Your objective: Start at the line containing "surface in the photo below." and transcribe every line exactly through the end of the records below, and only those lines.

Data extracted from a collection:
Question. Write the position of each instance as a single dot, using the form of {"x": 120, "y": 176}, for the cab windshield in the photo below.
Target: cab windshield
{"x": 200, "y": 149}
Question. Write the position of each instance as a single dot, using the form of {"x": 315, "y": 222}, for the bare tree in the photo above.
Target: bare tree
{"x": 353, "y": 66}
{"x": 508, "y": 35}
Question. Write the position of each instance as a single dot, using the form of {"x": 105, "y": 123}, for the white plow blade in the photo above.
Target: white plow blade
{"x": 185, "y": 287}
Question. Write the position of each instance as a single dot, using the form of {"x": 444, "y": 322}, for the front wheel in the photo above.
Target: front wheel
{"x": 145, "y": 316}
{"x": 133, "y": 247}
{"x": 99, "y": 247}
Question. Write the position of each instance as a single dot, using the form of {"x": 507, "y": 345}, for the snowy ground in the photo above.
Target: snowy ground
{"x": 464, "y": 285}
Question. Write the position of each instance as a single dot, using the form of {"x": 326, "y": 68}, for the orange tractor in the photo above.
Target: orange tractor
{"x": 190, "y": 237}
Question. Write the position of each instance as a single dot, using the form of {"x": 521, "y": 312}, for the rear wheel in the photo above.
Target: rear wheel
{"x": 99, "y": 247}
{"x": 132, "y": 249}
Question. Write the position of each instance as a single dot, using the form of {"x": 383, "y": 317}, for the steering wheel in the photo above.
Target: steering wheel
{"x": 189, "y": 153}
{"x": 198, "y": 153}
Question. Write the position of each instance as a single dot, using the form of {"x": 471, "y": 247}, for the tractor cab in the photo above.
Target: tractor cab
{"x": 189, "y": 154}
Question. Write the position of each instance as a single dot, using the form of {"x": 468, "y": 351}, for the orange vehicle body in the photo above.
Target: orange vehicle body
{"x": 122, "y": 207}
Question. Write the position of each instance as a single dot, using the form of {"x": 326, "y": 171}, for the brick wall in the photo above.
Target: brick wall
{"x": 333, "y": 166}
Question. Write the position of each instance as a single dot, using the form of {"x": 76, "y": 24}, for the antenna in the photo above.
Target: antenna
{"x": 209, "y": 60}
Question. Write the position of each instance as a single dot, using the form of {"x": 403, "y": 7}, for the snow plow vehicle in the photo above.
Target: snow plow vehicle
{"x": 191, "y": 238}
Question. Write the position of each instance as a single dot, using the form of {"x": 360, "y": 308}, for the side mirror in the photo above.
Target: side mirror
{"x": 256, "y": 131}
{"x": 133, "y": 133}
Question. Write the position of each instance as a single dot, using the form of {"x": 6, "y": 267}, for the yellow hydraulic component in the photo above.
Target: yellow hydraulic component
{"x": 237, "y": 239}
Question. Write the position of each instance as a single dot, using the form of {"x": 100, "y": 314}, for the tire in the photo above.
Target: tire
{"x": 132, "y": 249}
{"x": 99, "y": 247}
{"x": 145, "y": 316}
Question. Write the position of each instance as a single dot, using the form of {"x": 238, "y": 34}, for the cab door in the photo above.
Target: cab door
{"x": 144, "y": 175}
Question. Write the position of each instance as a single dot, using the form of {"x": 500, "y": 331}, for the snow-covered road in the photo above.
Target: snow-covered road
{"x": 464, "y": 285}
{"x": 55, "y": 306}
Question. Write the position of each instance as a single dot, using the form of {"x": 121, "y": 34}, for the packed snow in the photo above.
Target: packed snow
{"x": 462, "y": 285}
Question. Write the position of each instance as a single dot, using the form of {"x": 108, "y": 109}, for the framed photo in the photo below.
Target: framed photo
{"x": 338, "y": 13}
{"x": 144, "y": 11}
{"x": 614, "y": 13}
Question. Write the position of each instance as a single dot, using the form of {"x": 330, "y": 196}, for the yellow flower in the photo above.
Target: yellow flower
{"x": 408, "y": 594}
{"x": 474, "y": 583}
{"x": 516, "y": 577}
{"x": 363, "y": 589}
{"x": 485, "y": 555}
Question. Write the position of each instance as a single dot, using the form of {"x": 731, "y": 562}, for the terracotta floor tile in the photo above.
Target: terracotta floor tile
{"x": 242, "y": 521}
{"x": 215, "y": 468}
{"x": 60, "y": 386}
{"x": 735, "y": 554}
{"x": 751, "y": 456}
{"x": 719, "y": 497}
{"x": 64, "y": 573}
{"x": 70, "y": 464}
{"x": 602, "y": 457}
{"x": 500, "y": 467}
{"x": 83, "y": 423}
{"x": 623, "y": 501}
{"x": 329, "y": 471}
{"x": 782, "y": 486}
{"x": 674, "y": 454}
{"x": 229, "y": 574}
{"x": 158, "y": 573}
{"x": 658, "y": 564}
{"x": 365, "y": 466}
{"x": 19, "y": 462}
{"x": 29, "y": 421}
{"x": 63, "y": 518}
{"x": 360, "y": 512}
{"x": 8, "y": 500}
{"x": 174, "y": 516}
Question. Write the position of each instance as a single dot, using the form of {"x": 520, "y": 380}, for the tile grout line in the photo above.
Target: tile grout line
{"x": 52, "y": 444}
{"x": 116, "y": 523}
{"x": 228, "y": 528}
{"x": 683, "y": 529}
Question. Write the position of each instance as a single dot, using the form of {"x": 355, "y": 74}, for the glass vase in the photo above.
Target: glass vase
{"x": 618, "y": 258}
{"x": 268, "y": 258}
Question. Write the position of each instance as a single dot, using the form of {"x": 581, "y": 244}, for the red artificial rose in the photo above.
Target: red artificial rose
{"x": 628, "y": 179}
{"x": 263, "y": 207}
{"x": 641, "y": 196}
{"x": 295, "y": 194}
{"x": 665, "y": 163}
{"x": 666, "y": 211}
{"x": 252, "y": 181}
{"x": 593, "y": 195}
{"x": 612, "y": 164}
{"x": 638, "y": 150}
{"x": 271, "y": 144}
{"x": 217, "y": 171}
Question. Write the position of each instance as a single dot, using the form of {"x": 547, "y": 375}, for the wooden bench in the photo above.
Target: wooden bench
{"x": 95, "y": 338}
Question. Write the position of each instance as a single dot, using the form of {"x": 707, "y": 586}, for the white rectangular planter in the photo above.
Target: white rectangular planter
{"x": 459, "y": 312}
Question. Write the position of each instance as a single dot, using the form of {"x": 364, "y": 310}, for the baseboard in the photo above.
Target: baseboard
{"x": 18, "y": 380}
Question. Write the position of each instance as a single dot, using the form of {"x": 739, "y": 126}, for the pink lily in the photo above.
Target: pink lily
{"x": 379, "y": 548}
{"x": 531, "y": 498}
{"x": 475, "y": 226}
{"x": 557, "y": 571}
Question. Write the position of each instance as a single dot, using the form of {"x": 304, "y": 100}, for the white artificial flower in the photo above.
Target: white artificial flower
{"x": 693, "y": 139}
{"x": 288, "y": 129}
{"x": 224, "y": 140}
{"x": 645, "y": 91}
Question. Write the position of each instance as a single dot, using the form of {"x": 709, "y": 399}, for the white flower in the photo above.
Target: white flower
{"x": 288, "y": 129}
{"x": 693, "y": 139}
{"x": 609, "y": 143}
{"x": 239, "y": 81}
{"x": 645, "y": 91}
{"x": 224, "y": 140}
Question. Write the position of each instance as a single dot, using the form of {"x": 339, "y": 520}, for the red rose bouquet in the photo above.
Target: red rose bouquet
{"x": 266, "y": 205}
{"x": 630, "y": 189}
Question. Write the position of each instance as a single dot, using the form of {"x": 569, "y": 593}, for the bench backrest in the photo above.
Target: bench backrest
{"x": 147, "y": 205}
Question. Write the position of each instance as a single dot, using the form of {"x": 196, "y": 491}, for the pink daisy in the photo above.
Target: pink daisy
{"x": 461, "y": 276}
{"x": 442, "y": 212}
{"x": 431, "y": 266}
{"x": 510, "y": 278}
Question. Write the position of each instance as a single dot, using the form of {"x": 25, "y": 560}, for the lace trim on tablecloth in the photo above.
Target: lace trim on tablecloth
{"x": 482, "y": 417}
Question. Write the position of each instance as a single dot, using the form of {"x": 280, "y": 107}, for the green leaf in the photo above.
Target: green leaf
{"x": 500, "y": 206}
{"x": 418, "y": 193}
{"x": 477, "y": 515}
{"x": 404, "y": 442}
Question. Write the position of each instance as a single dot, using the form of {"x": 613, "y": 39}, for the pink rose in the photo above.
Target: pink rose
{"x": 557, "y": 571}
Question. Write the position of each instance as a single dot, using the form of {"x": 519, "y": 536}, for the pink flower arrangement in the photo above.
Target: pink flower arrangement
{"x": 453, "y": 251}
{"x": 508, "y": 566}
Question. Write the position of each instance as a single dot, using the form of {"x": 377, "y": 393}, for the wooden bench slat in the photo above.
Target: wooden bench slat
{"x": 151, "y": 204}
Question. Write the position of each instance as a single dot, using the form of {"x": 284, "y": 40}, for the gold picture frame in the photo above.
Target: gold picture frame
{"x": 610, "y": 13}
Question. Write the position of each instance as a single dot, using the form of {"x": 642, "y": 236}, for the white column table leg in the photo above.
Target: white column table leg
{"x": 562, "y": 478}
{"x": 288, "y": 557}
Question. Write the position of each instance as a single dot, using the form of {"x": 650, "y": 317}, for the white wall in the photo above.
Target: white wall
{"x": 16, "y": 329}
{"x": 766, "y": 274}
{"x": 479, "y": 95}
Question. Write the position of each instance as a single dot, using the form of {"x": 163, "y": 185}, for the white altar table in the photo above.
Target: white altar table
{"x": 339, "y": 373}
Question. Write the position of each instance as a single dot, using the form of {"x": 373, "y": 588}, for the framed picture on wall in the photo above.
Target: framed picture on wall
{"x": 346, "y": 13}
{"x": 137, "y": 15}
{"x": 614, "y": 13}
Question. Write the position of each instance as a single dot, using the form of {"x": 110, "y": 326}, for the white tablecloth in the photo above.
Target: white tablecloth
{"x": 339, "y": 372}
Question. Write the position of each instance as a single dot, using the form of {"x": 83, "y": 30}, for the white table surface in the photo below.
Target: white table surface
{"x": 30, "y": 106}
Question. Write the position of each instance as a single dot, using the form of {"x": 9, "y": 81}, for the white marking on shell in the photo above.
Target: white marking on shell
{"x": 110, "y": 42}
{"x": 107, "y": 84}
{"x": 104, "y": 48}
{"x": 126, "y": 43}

Written response:
Question. Write the position of each instance as a single dot, using the form of {"x": 83, "y": 30}, for the white table surface in the photo below.
Target: white table surface
{"x": 30, "y": 106}
Question. Write the position of each instance as a single dot, using the form of {"x": 9, "y": 81}, for the white marking on shell in the photo above.
Target: white marking on shell
{"x": 110, "y": 42}
{"x": 107, "y": 84}
{"x": 104, "y": 48}
{"x": 126, "y": 43}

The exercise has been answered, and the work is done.